*Required actions:*
1/ Translate this sentence from the autism awareness post below into Spanish: "As for not liking to be touched, he loves hugs and snuggles."
2/ Carry the autism awareness post below forward from its last sentence.

*Exercise passage:*
Monday, April 9, 2012

Autism Awareness Month

The picture above is my family at our local autism society's recent autism awareness walk.  It is a wonderful  event that we have participated in for the last 3 years.  April is autism awareness or acceptance month, whichever you choose to call it, so I decided to write a post about a few myths you may or may not know about autism.  I guess I should also say these are things that my family has experienced that may not be true for everyone.  
1.  Myth- People with autism do not interact with others, don't look you in the eye, and do not like to be touched.  This is certainly not true in our case.  Yes, it is difficult to get my son to interact with others and look us in the eye, but he will do it and he likes people.  He is very interested, just doesn't quite know how to communicate with you.  As for not liking to be touched, he loves hugs and snuggles.
2.  Myth- People with autism don't understand you.  People with autism can hear you and can probably understand everything you are saying.  When I ask my son a question, he probably won't answer me.  He might just repeat what I'm saying, but he understands everything. 
3.  Myth-"Kids with autism just need some discipline.", or "He'll grow out of it." I've heard this time and time again.  Yes, I'm sure we could all discipline our kids a little more.  No one has the perfect child.  On our first visit to my son's pediatric neurologist he said, "You  have to pick your battles.".  So true.  My son is disciplined when he is doing something wrong, but this will not make him not have autism.

*Records from a data source:*
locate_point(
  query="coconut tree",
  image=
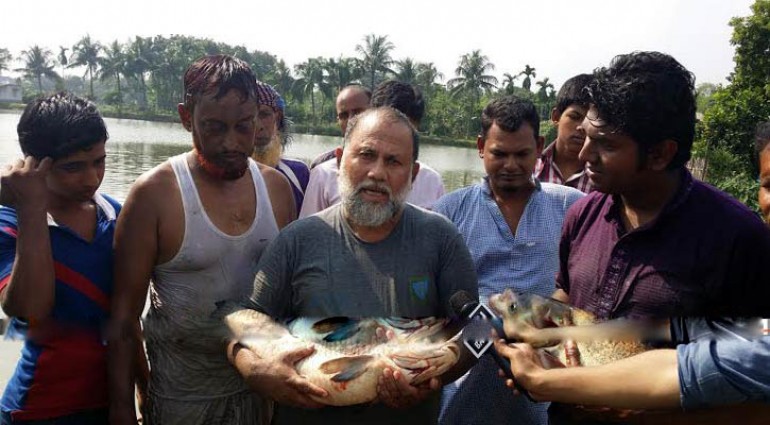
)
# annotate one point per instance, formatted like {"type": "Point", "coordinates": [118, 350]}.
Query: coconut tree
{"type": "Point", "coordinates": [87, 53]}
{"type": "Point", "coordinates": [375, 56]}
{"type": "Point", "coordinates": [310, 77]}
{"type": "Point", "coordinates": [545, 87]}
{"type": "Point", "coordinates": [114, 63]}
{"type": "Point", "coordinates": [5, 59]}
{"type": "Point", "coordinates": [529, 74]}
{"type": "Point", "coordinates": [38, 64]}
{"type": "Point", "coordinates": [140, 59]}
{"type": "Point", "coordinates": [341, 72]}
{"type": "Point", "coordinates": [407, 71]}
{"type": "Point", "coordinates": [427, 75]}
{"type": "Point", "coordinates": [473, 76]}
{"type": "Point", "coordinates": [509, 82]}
==
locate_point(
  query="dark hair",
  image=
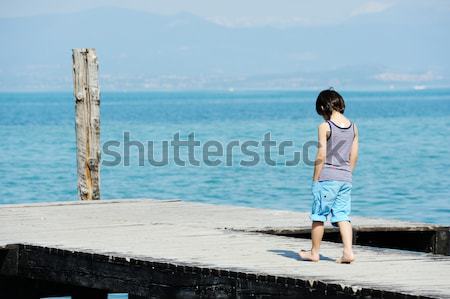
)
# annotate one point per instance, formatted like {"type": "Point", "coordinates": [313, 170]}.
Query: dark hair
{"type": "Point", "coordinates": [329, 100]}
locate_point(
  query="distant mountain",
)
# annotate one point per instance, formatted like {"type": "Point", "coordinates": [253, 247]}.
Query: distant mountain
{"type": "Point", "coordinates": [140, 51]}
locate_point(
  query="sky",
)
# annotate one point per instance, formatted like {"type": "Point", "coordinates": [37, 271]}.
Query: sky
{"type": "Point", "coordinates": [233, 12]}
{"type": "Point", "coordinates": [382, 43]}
---
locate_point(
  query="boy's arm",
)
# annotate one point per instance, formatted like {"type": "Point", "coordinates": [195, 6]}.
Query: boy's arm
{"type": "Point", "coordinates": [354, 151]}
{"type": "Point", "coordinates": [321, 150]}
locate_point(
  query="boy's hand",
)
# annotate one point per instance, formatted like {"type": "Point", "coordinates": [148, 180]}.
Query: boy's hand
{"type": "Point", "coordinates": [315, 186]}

*Results of the tasks:*
1/ En cuanto a que no le guste que lo toquen, le encantan los abrazos y los mimos.

2/
As for growing out of autism, I know my son will always have autism.  I don't believe he will just grow out of it.  He may learn to communicate more as he gets older, this is my greatest hope.  But, because he will always have autism, does this mean he is doomed for life?  Absolutely not. This is what I would like  people to become aware of during autism awareness month.  Don't get me wrong, I'm not saying that raising a child with autism is easy.  It can be difficult, stressful, and requires more patience than you can imagine.  I'm sure there will be stages we go through as he grows, that will not be fun, to say the least.  There  are days when I worry, and days when I lose my mind. But, who doesn't have days like that?  I just won't lose hope that my son and family can lead a happy fulfilling life.  It might be different from the norm, but just as worthy.


  1. I just read the article about you in FACE and I completely agree with you. My son who will be 5 in June has autism. It is hard, really hard and I still feel like I am not doing enough or what I am supposed to be doing. Thank you for sharing your story.

  2. Thank you for your comments and for reading! I know how you feel. I felt like that just yesterday when I was just letting my son play all afternoon and not engaging him in something. You can't do it all the time. It's so hard to figure it all out. Best of luck to you!